> **Description of the task**
Only lines holding "wall" are wanted; copy each of them from the records below.

Saved entries:
———

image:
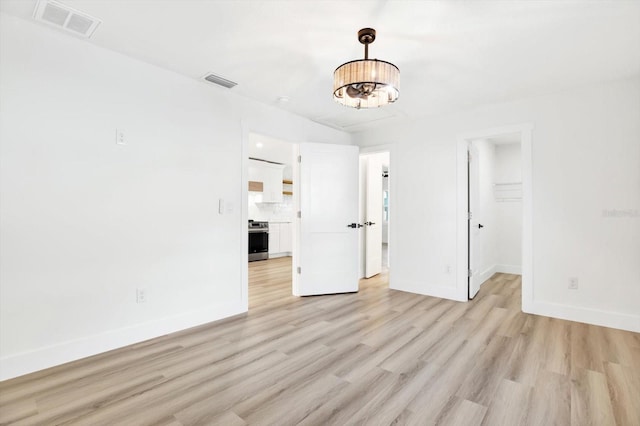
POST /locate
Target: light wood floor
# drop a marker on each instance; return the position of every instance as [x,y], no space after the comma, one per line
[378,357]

———

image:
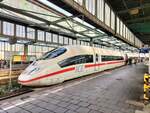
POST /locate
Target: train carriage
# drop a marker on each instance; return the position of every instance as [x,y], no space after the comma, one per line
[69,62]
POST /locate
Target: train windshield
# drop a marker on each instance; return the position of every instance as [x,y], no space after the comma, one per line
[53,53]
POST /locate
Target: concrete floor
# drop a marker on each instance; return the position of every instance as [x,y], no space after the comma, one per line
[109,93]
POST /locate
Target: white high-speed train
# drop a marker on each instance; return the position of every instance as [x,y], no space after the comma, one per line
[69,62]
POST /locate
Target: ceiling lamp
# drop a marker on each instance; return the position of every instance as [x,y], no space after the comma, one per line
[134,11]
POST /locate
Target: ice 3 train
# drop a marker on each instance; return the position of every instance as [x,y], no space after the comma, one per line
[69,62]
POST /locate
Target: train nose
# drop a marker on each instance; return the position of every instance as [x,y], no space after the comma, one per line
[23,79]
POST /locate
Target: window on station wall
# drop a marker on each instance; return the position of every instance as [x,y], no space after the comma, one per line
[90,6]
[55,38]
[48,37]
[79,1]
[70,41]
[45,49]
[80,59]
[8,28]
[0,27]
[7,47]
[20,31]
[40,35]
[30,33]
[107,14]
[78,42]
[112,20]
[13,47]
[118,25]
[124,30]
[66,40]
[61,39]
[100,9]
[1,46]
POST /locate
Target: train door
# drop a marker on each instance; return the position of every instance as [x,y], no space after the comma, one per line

———

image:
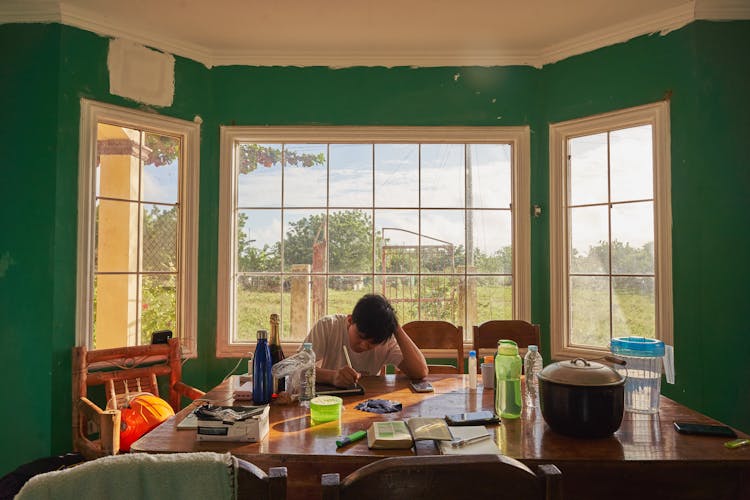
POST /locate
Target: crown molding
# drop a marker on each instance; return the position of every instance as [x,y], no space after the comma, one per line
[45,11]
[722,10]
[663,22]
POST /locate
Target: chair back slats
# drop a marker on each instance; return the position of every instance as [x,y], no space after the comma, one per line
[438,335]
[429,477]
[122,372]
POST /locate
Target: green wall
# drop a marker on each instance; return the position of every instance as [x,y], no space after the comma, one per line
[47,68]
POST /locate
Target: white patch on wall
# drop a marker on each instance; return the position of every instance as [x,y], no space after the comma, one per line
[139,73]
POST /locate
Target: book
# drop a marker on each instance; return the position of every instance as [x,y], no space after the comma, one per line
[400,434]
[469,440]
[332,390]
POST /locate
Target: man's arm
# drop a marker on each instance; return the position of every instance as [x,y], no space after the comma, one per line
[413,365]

———

> **Finished task**
Target: window on station wall
Target: green wall
Target: white patch on wall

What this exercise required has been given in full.